Task item: What follows is data; output all of it exactly as given.

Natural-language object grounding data
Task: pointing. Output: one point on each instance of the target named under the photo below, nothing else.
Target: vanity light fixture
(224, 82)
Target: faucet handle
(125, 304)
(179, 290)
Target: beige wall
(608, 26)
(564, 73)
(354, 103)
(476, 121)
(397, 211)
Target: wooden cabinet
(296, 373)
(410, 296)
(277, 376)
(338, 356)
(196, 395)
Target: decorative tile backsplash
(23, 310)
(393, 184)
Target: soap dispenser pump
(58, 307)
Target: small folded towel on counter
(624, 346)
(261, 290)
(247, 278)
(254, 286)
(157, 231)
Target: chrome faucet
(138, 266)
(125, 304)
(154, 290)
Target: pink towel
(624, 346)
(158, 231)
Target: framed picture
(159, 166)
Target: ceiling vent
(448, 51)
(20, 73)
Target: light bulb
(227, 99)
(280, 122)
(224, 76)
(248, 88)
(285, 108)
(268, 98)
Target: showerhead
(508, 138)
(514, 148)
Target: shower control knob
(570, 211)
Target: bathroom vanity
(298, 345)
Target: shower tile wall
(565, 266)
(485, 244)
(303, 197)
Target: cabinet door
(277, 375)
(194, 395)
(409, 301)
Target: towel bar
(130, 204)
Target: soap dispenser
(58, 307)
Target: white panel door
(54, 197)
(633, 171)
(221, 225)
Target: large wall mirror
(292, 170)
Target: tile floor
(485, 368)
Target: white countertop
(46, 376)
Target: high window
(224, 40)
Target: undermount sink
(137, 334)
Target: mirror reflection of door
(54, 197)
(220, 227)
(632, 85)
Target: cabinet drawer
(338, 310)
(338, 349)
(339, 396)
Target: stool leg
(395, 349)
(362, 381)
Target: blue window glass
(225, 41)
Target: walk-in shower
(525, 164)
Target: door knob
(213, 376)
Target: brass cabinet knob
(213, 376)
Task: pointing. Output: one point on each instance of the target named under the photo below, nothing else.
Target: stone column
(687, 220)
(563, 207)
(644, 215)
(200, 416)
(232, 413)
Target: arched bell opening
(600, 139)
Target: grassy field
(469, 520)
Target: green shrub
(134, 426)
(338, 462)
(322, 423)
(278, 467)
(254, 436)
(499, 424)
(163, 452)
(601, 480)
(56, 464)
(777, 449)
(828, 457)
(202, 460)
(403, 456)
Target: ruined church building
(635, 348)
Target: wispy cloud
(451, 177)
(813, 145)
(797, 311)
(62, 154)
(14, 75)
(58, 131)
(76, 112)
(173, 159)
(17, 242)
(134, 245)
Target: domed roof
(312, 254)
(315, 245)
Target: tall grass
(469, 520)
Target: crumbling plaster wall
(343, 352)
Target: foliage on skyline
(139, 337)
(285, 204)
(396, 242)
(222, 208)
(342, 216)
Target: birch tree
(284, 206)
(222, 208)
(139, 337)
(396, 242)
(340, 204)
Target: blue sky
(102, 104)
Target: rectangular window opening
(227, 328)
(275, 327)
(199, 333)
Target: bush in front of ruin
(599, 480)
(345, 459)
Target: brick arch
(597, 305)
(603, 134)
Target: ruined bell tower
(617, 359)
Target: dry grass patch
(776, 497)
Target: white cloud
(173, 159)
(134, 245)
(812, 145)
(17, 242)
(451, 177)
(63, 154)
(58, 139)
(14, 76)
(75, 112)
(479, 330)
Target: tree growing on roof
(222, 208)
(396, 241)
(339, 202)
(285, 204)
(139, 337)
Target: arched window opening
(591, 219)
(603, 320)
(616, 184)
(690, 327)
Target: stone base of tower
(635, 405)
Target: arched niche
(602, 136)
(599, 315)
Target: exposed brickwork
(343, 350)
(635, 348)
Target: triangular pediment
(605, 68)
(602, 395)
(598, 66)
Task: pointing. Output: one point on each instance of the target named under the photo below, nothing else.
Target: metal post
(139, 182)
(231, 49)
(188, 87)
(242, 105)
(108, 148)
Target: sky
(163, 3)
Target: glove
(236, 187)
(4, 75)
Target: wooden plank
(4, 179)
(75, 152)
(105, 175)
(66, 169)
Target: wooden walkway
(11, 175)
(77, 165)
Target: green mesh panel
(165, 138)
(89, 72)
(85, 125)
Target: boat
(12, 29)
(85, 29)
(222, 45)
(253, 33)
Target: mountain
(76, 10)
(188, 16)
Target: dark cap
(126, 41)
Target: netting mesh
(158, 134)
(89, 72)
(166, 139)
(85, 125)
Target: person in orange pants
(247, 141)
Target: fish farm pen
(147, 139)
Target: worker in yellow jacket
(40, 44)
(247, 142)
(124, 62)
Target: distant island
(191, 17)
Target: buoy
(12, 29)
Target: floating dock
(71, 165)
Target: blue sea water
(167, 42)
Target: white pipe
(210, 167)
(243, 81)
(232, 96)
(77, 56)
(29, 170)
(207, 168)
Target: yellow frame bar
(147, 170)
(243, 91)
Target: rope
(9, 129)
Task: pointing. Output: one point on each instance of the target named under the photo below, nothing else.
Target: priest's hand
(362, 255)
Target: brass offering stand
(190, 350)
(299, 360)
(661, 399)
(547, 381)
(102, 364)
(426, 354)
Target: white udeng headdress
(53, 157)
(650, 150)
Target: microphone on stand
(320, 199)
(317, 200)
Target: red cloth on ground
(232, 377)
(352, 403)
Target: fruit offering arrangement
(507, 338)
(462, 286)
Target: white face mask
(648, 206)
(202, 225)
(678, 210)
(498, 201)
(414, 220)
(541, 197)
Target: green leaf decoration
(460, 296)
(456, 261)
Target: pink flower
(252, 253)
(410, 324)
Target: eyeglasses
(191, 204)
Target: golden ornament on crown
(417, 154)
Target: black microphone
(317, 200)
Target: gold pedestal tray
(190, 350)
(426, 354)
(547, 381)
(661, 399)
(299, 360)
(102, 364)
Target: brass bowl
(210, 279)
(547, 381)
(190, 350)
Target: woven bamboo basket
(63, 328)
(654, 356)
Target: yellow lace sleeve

Result:
Task: pointing. Output: one point on each instance of the target named under the photo below, nothing else.
Target: vanity light fixture
(224, 82)
Target: faucet handle
(125, 304)
(179, 290)
Target: beige wall
(608, 26)
(564, 73)
(354, 103)
(476, 121)
(397, 211)
Target: wooden cabinet
(296, 373)
(410, 296)
(277, 376)
(338, 356)
(196, 395)
Target: decorative tile backsplash
(23, 310)
(393, 184)
Target: soap dispenser pump
(58, 307)
Target: small folded towel on counter
(624, 346)
(261, 290)
(247, 278)
(254, 286)
(157, 231)
Target: chrome faucet
(138, 266)
(125, 304)
(154, 290)
Target: pink towel
(624, 346)
(158, 231)
Target: framed picture
(159, 166)
Target: ceiling vent
(448, 51)
(20, 73)
Target: light bulb
(227, 99)
(280, 122)
(224, 76)
(248, 88)
(285, 108)
(268, 98)
Target: showerhead
(508, 138)
(514, 148)
Target: shower control knob
(570, 211)
Target: bathroom vanity
(298, 345)
Target: shower tile wall
(565, 266)
(485, 244)
(303, 197)
Target: cabinet door
(277, 375)
(194, 395)
(409, 301)
Target: towel bar
(130, 204)
Target: soap dispenser
(58, 307)
Target: white panel door
(54, 197)
(633, 171)
(221, 225)
Target: large wall mirror
(292, 170)
Target: tile floor
(485, 368)
Target: white countertop
(46, 376)
Target: high window
(224, 40)
Target: undermount sink
(137, 334)
Target: mirror reflection of door
(54, 197)
(220, 227)
(632, 85)
Target: cabinet drawer
(338, 310)
(338, 349)
(339, 396)
Target: stool leg
(395, 349)
(362, 381)
Target: blue window glass
(225, 41)
Target: walk-in shower
(525, 164)
Target: door knob
(213, 376)
Target: brass cabinet knob
(213, 376)
Task: pointing. Output: one point on each instance of the target named under the photo below, nothing else.
Target: stone column
(687, 220)
(563, 207)
(644, 215)
(200, 416)
(232, 413)
Target: arched bell opening
(600, 139)
Target: grassy field
(469, 520)
Target: green shrub
(134, 426)
(338, 462)
(322, 423)
(278, 467)
(254, 436)
(499, 424)
(163, 452)
(601, 480)
(56, 464)
(777, 449)
(828, 457)
(202, 460)
(403, 456)
Target: ruined church building
(635, 348)
Target: wispy cloud
(451, 177)
(813, 145)
(797, 311)
(62, 154)
(14, 75)
(58, 131)
(76, 112)
(173, 159)
(17, 242)
(134, 245)
Target: domed roof
(312, 254)
(315, 245)
Target: tall grass
(469, 520)
Target: crumbling plaster wall
(343, 352)
Target: foliage on skyline
(139, 337)
(285, 204)
(396, 242)
(222, 208)
(342, 216)
Target: birch tree
(284, 206)
(222, 208)
(139, 337)
(396, 242)
(340, 204)
Target: blue sky
(102, 104)
Target: rectangular window opening
(227, 328)
(275, 327)
(199, 333)
Target: bush in front of ruin
(599, 480)
(345, 459)
Target: brick arch
(597, 305)
(603, 134)
Target: ruined bell tower
(617, 359)
Target: dry grass patch
(776, 497)
Target: white cloud
(173, 159)
(134, 245)
(812, 145)
(17, 242)
(451, 177)
(63, 154)
(58, 139)
(14, 76)
(75, 112)
(479, 330)
Target: tree growing on roof
(222, 208)
(396, 241)
(339, 202)
(285, 204)
(139, 337)
Target: arched window opening
(591, 219)
(603, 320)
(616, 184)
(690, 327)
Target: stone base of tower
(635, 405)
Target: arched niche
(602, 136)
(599, 315)
Target: exposed brickwork
(343, 350)
(635, 348)
Target: triangular pediment
(605, 68)
(602, 395)
(598, 66)
Task: pointing. Output: one point on each instance of the target named under the photo below, nothing else.
Target: metal post
(139, 182)
(231, 49)
(188, 87)
(242, 105)
(108, 148)
Target: sky
(163, 3)
Target: glove
(236, 187)
(4, 75)
Target: wooden plank
(4, 179)
(75, 152)
(105, 175)
(66, 169)
Target: wooden walkway
(11, 175)
(77, 165)
Target: green mesh panel
(165, 138)
(89, 72)
(85, 125)
Target: boat
(12, 29)
(85, 29)
(222, 45)
(253, 33)
Target: mountain
(76, 10)
(188, 16)
Target: dark cap
(126, 41)
Target: netting mesh
(158, 134)
(89, 72)
(166, 139)
(85, 125)
Target: person in orange pants
(247, 141)
Target: fish farm pen
(147, 139)
Target: worker in yellow jacket
(40, 44)
(247, 142)
(124, 62)
Target: distant island
(191, 17)
Target: buoy
(12, 29)
Target: floating dock
(71, 165)
Target: blue sea water
(167, 42)
Target: white pipe
(210, 167)
(243, 81)
(232, 96)
(77, 56)
(29, 170)
(207, 168)
Target: yellow frame bar
(147, 170)
(243, 91)
Target: rope
(9, 129)
Task: pointing. Output: one point on each instance of the target named under the photo below, nothing else.
Target: priest's hand
(362, 255)
Target: brass offering stand
(190, 350)
(299, 360)
(661, 399)
(547, 381)
(102, 364)
(426, 354)
Target: white udeng headdress
(53, 157)
(650, 150)
Target: microphone on stand
(320, 199)
(317, 200)
Target: red cloth on ground
(232, 377)
(352, 403)
Target: fruit offering arrangement
(507, 338)
(462, 286)
Target: white face mask
(648, 206)
(202, 225)
(678, 210)
(498, 201)
(414, 220)
(541, 197)
Target: green leaf decoration
(460, 296)
(456, 261)
Target: pink flower
(252, 253)
(410, 324)
Target: eyeglasses
(191, 204)
Target: golden ornament on crown
(417, 154)
Target: black microphone
(317, 200)
Target: gold pedestal tray
(190, 350)
(426, 354)
(547, 381)
(661, 399)
(299, 360)
(102, 364)
Target: brass bowl
(210, 279)
(547, 381)
(190, 350)
Target: woven bamboo basket
(63, 328)
(654, 356)
Target: yellow lace sleeve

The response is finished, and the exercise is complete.